***** Excerpt *****

By San Ha / Viet Nam NewsHO CHI MINH CITY — Nguyen Van Dang, 61, of Ho Chi Minh City is getting treatment for nicotine dependence after dozens of years of smoking that led to serious health complications.

The pack-a-day smoker began smoking at age 16 but tried vainly to stop many times.

Doctors advised him to quit smoking five year ago when they found he had asthma.

“I tried to quit smoking many times without any medical help, but they were unsuccessful attempts,” he said.

He has recently developed chronic obstructive pulmonary disease (COPD), one of three major tobacco-related diseases besides lung cancer and ischaemic heart diseases.

Now he has no choice but to take counseling and treatment for addiction at Nhan Dan Gia Dinh Hospital in Ho Chi Minh City.

Dr. Nguyen Huu Hoang of the hospital’s respiratory department said smoking causes physical and psychological dependence on nicotine and is treated as a disease.

“Tobacco dependence is not just a habit. It is a disease that requires appropriate treatment,” he said.

There are many treatment options for tobacco dependence, including medication and counseling, both of which have proven effective, he said.

The most important factor in successfully quitting is having the motivation to quit, he added.

Many smokers say they know there is a risk of disease but still smoke frequently and find it very difficult to quit.

Phung Thanh Hoa of Ho Chi Minh City’s District 11 said she knew about the harm caused by smoking and tried to quit several times but relapsed each time.

She is getting one month’s smoking cessation counseling and treatment at District 11 Hospital.

“This time, I am determined to quit smoking.”

Since 2014, the city Department of Health in collaboration with Vietnam Tobacco Control Fund (VNTCF) has set up counseling rooms at several hospitals in the city in an effort to reduce the smoking rate.

They include Pham Ngoc Thach Hospital, Nhan Dan Gia Dinh Hospital, Nguyen Tri Phuong Hospital, Hoc Mon General Hospital, the Institution for Traditional Medicine, Thu Duc District Hospital, Binh Chaanh District Hospital, District 11 Hospital, District 1 Hospital, and Trieu An Hospital.

Nhan Dan Gia Dinh Hospital, which set up the first counseling room and a telephone line for smoking cessation, received nearly 200 patients last year.

***** Information provided *****

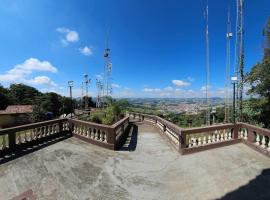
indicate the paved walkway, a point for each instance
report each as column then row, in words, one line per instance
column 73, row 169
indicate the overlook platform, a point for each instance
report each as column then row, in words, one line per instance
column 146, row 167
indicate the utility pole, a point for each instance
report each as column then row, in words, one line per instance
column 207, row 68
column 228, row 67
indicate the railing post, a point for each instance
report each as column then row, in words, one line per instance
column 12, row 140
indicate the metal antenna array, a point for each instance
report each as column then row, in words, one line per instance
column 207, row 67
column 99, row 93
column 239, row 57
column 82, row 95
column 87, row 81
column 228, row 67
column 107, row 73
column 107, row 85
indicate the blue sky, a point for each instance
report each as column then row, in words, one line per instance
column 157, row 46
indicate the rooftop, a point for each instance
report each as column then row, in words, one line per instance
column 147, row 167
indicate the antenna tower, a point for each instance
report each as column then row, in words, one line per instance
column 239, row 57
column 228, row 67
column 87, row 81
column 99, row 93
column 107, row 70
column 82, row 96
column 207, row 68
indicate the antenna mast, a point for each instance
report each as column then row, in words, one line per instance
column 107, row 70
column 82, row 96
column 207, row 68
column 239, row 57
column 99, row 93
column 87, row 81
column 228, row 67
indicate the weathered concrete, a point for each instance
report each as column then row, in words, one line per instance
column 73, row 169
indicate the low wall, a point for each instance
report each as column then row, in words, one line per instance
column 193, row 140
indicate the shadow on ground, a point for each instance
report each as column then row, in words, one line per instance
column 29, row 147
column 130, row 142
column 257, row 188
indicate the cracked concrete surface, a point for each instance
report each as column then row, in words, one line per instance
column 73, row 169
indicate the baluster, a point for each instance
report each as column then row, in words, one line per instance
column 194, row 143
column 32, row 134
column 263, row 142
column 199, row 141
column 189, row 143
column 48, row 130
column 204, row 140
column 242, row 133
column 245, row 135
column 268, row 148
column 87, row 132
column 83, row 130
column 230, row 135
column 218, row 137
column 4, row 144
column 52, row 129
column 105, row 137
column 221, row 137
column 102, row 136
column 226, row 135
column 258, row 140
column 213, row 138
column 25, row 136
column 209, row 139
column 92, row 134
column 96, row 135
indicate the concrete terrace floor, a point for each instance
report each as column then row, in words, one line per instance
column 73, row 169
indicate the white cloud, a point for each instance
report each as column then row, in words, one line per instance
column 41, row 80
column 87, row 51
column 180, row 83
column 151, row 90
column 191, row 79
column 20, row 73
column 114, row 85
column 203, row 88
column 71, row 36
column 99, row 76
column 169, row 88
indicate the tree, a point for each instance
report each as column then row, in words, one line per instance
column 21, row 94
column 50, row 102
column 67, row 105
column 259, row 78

*****
***** Information provided *****

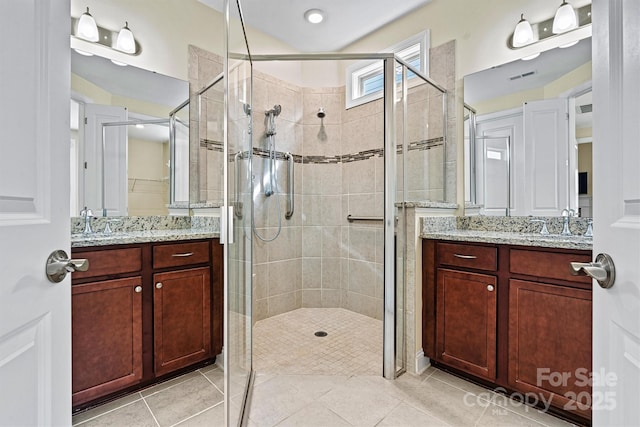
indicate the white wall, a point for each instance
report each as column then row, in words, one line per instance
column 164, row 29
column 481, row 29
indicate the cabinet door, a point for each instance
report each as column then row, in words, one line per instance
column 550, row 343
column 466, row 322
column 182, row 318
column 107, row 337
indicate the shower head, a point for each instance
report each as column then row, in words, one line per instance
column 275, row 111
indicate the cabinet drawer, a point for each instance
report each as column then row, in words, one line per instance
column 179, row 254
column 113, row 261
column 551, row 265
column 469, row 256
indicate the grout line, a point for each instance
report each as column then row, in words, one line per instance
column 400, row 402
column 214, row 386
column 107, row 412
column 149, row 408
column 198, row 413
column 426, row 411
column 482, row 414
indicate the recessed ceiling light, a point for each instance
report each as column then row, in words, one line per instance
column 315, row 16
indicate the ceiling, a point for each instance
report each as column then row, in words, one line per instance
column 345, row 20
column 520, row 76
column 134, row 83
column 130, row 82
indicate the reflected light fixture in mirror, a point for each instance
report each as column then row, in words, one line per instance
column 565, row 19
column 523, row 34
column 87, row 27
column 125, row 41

*****

## Work task A
Determine whether each statement agrees with the article on smoking cessation in Ho Chi Minh City, answering yes or no and quoting the deciding words: (i) Nguyen Van Dang started smoking at age 16; (ii) Phung Thanh Hoa is receiving treatment at Nhan Dan Gia Dinh Hospital; (iii) Nhan Dan Gia Dinh Hospital received more than 200 patients last year.
## Work task B
Write a continuation of the article on smoking cessation in Ho Chi Minh City, beginning after its final sentence.

## Exercise response A
(i) Yes: "The pack-a-day smoker began smoking at age 16"
(ii) No: "She is getting one month’s smoking cessation counseling and treatment at District 11 Hospital."
(iii) No: "received nearly 200 patients last year."

## Exercise response B
But doctors at the hospital admitted that the number of people seeking medical advice and treatment for smoking was small compared to the current smoking rate.

Almost 45.3 percent of male adults smoke cigarettes in Vietnam, according to the latest statistics from the VNTCF.

In Vietnam, 40,000 people die each year of tobacco-related diseases such as stroke and coronary artery disease, more than those dying from HIV, TB and malaria combined, according to the World Health Organization.

Vo Thi Ri, deputy director of the District 11 Hospital, said the hospital received more than 30 people registered for counseling and treatment for tobacco dependence this year.

“Doctors at the hospital’s respiratory diseases department will offer smoking cessation counseling and treatment for patients with respiratory illnesses such as asthma and COPD,” she said.

The cost of treatment and medication for tobacco dependence is not covered by health insurance, which is a major hurdle, she said.

“Since tobacco dependence is treated as a disease, treatment ... needs to be covered by health insurance. It will help increase smokers’ access to treatment for tobacco dependence,” she said.

Vietnam is among the countries in the Western Pacific region to have ratified the WHO Framework Convention on Tobacco Control.

In 2013, the National Strategy on Tobacco Control was launched with the aim of reducing the smoking rate among people age 15-24 from 26 percent in 2011 to 18 percent in 2020, and among adult males from 47.4 percent in 2011 to 39 percent in 2020.

Though the Tobacco Control Law, passed in 2013, specifically prohibits smoking in public indoor places and workplaces, enforcement of the law is still poor.

This leaves millions of people vulnerable to secondhand smoke, health experts said.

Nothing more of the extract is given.